Set down the records exactly as they stand, except for any pictures, which you should omit.

» **Available data**:

- - - - - - -

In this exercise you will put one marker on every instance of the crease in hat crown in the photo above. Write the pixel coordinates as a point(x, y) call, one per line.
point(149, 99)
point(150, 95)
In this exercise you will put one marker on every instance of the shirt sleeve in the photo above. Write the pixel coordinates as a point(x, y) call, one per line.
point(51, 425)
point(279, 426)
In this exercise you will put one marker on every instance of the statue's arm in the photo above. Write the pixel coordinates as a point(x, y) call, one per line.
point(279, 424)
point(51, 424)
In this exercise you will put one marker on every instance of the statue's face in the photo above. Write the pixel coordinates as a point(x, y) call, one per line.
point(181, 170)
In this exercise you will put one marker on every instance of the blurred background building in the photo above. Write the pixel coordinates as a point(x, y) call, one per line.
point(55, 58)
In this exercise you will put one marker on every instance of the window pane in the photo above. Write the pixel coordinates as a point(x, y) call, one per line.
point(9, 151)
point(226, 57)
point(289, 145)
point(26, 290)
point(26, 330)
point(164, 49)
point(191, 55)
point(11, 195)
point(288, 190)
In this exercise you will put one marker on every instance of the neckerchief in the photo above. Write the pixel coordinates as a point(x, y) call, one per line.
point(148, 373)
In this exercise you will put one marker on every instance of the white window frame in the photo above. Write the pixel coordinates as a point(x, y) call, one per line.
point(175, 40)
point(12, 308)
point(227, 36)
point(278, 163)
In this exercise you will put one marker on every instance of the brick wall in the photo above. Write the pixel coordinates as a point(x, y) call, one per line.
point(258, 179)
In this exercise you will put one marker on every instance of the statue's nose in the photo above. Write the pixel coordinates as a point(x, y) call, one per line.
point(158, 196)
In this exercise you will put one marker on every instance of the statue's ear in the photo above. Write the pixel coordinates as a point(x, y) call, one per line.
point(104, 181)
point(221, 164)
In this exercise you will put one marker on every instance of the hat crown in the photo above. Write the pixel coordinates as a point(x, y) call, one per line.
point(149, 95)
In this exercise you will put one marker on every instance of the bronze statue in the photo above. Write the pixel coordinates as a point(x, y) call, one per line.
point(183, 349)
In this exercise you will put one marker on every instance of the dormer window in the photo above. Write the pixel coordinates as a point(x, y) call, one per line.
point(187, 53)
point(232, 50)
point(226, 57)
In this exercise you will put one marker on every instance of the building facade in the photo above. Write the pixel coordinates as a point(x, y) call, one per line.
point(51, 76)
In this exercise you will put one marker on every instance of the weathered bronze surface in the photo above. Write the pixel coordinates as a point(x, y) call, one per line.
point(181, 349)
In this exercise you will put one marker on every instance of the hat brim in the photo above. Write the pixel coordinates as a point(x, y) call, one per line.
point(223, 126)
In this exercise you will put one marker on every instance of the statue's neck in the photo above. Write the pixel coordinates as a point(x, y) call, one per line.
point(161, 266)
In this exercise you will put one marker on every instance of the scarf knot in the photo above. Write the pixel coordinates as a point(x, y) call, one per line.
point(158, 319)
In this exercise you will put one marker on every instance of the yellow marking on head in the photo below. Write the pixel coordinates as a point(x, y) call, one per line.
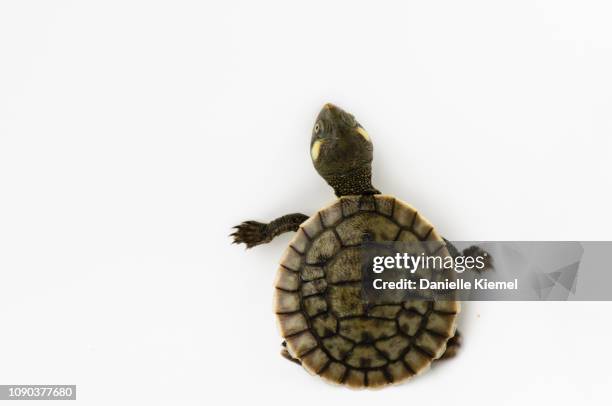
point(363, 133)
point(314, 151)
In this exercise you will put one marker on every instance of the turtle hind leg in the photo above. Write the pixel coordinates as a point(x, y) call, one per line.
point(252, 233)
point(285, 354)
point(452, 346)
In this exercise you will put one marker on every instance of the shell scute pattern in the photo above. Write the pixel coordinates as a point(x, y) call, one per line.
point(319, 306)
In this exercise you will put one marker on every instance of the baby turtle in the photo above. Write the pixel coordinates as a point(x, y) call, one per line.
point(328, 327)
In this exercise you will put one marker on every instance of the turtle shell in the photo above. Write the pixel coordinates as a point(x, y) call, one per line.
point(320, 310)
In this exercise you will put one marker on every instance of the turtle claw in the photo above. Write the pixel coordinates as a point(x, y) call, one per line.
point(250, 233)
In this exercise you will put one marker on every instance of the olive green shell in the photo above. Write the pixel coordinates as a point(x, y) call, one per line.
point(320, 310)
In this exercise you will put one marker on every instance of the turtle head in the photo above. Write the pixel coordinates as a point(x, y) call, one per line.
point(341, 151)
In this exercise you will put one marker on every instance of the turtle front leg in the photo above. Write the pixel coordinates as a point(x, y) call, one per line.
point(253, 233)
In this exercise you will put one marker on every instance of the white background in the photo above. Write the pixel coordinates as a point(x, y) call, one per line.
point(134, 134)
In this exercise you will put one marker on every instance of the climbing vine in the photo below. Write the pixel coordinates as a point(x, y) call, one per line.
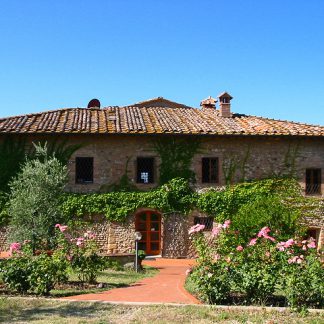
point(176, 156)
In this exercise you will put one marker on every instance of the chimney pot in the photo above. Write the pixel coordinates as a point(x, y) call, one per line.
point(225, 104)
point(208, 103)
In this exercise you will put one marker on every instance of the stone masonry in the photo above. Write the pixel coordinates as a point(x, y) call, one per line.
point(252, 157)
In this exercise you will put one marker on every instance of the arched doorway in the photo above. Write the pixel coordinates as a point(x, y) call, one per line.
point(148, 222)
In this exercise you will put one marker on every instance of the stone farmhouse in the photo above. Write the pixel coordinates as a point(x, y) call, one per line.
point(118, 140)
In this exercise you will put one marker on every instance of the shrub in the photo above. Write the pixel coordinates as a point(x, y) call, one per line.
point(256, 268)
point(36, 274)
point(82, 252)
point(15, 274)
point(268, 211)
point(257, 273)
point(302, 275)
point(34, 205)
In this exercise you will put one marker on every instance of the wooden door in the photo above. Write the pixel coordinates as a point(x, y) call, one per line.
point(149, 224)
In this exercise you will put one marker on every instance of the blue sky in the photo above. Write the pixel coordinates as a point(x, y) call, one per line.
point(269, 55)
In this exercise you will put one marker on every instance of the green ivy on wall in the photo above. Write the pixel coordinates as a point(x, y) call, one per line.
point(116, 206)
point(176, 156)
point(177, 196)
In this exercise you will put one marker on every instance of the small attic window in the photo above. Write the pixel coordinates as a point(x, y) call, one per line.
point(145, 170)
point(84, 170)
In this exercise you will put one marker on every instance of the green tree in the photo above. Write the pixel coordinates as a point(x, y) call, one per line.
point(34, 205)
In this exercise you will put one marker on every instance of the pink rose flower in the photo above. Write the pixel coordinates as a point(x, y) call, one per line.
point(253, 241)
point(264, 231)
point(14, 247)
point(216, 230)
point(227, 224)
point(188, 271)
point(281, 246)
point(216, 257)
point(196, 228)
point(62, 228)
point(289, 243)
point(311, 245)
point(239, 248)
point(80, 241)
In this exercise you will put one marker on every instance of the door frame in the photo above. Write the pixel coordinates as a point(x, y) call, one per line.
point(147, 231)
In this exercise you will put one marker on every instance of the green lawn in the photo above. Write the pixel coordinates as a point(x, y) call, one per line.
point(110, 278)
point(20, 310)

- - - - - - -

» **Exercise response**:
In this exercise you will put one marker on every instance of the crease in hat crown in the photo above. Write the pixel coordinates as a point(x, y) call, one per line.
point(149, 99)
point(150, 95)
In this exercise you will put one marker on every instance of the shirt sleeve in the photo above. Write the pixel coordinates as a point(x, y) call, one per line.
point(51, 425)
point(279, 426)
In this exercise you will put one marker on every instance of the statue's arm in the photo above. Write the pixel coordinates as a point(x, y) call, one per line.
point(279, 424)
point(51, 424)
In this exercise you will put one marker on every instance of the statue's face in the photo above. Write the pixel coordinates as a point(x, y) call, one per line.
point(181, 170)
In this exercise you will put one marker on every instance of the blurred background building in the photo above. Write the pixel coordinates as a point(x, y) call, one per line.
point(55, 58)
In this exercise you will put one marker on every instance of the window pane in the photo above. Write the pixel coordinates as a point(x, y) call, one per line.
point(9, 151)
point(226, 57)
point(289, 145)
point(26, 290)
point(26, 330)
point(164, 49)
point(191, 55)
point(11, 195)
point(288, 190)
In this exercise you will put one marker on every instance of the neckerchief in the photo above. Write the pixel coordinates as a point(x, y) call, one per line.
point(148, 373)
In this exercise you will put one marker on every instance of the white window frame in the photo above. Write the pixel coordinates as a point(x, y) call, one per line.
point(175, 40)
point(12, 308)
point(227, 36)
point(278, 163)
In this exercise you will put one marker on every instance of the brick wall in the photo above. Write the pixel coordinates as a point(x, y) call, one per line.
point(258, 179)
In this exercise you will put one marker on every instance of the statue's nose in the photo above. Write the pixel coordinates as a point(x, y) call, one per line.
point(158, 196)
In this exercise you will put one marker on every instance of the statue's ear in the photo above. Write the pixel coordinates as a point(x, y) call, one per line.
point(104, 181)
point(221, 164)
In this exercise you will put one marker on every instance of the hat crown in the photo above. Write the pixel coordinates as a point(x, y) call, one per line.
point(149, 95)
In this exercise you will put one marker on every instance of the bronze statue in the photo above. Write the pixel coordinates as a point(x, y) call, one per line.
point(183, 349)
In this exercise you will put one marker on every instance of the dormer window in the photo above. Write the pixel coordinates as a point(x, y) call, one per line.
point(187, 53)
point(232, 50)
point(226, 57)
In this exercise you will put one marker on every instance of the building facade in the photo above. Write the pixel coordinates as a point(x, y) call, one per line.
point(51, 76)
In this exercise you will put one marker on every instance of the weathered bronze surface in the photo above. Write the pixel coordinates as a point(x, y) call, one per line.
point(181, 349)
In this exercise you will put one marker on every instance of the hat brim in the photo above. Write the pixel coordinates as a point(x, y) call, one per line.
point(223, 126)
In this exercise you will put one marker on every instance of the statue's neck in the photo above. Write the pixel coordinates as a point(x, y) call, one per line.
point(161, 266)
In this exercise you will put one marker on every instance of the scarf knot in the photo above. Write the pixel coordinates as a point(x, y) call, one per line.
point(158, 319)
In this exercise you will put one marker on every instance of the yellow marking on head in the photo below. Write the pixel coordinates as a point(x, y) call, one per line.
point(363, 133)
point(314, 151)
In this exercise you will put one marker on every instance of the turtle hind leg in the photo above. Write the pixel coordinates as a point(x, y) call, one per line.
point(252, 233)
point(285, 354)
point(452, 346)
In this exercise you will put one marker on every instance of the shell scute pattern in the photo above. Write the pixel coordinates as a point(x, y) call, one per line.
point(319, 306)
In this exercise you will put one marker on every instance of the baby turtle in the photo above. Write the pixel coordinates as a point(x, y) call, one per line.
point(328, 327)
In this exercise you will put one marker on every instance of the turtle shell in the photo above. Write the pixel coordinates as a point(x, y) call, one per line.
point(320, 310)
In this exercise you will put one marker on every instance of the turtle claw in the photo above. Write the pixel coordinates as a point(x, y) call, one per line.
point(250, 233)
In this exercise you will put one marker on every instance of the olive green shell in the photo above. Write the pixel coordinates as a point(x, y) call, one per line.
point(320, 310)
In this exercise you will put one marker on every instance of the turtle head in the photo above. Write the pixel coordinates as a point(x, y) call, one per line.
point(341, 151)
In this exercise you will put one marker on every instance of the turtle front leg in the photo above. Write the pixel coordinates as a point(x, y) call, one per line.
point(253, 233)
In this exercise you will put one marker on every instance of the white background in the photo above. Write the pixel coordinates as a point(x, y) call, one per line.
point(134, 134)
In this exercise you will put one marker on every instance of the climbing vine in the photo below. Write the pixel coordinates as a point(x, y) call, one per line.
point(176, 156)
In this exercise you will put one marker on every instance of the chimney pot in the photo above. Write the pixel coordinates as a point(x, y) call, one per line.
point(225, 104)
point(208, 103)
In this exercise you will put one marker on every instance of the stone masonry in the photo above. Write the pixel coordinates as a point(x, y) call, one per line.
point(252, 157)
In this exercise you will put one marker on every instance of the arched doorway in the photo above. Write the pixel coordinates as a point(x, y) call, one per line.
point(148, 222)
In this exercise you will put one marker on every instance of the stone farmhouse in the photo above. Write the pixel coordinates as a point(x, y) call, one per line.
point(118, 140)
In this exercise you will put one marker on every instance of the shrub in the photo above. Write the pixel coordinates as a point(x, y) call, one per line.
point(256, 268)
point(36, 274)
point(82, 252)
point(15, 274)
point(268, 211)
point(257, 273)
point(302, 275)
point(34, 205)
In this exercise you will put one marker on every instance of the wooden door in the photo above. Write the pixel coordinates as a point(x, y) call, one per line.
point(149, 224)
In this exercise you will put one marker on every instance of the blue sky in the photo above. Write the pixel coordinates as a point(x, y) call, one per line.
point(269, 55)
In this exercise you will put one marker on every instance of the green ivy on wall in the photo above. Write the pixel coordinates as a point(x, y) call, one per line.
point(116, 206)
point(176, 156)
point(177, 196)
In this exercise you will put one marker on every instance of the small attic window in the photo above. Write the pixel coordinates as a point(x, y) call, one per line.
point(145, 170)
point(84, 170)
In this exercise you will put one marker on every instance of the green tree in the photo above. Write the pixel coordinates as a point(x, y) call, one per line.
point(34, 205)
In this exercise you will put one marker on every instance of the pink rose flower in the photo above. Write the pixel coordinates as a point(x, y) call, one per line.
point(253, 241)
point(264, 231)
point(14, 247)
point(216, 230)
point(227, 224)
point(188, 271)
point(281, 246)
point(216, 257)
point(196, 228)
point(62, 228)
point(289, 243)
point(311, 245)
point(239, 248)
point(80, 241)
In this exercise you will put one marker on every instance of the door frame in the photo above. Write the pixel coordinates as a point(x, y) call, one per line.
point(147, 231)
In this exercise you will put one marker on every instance of the green lawn in the photo above. Write the pixel coordinates as a point(x, y) call, one per line.
point(110, 278)
point(20, 310)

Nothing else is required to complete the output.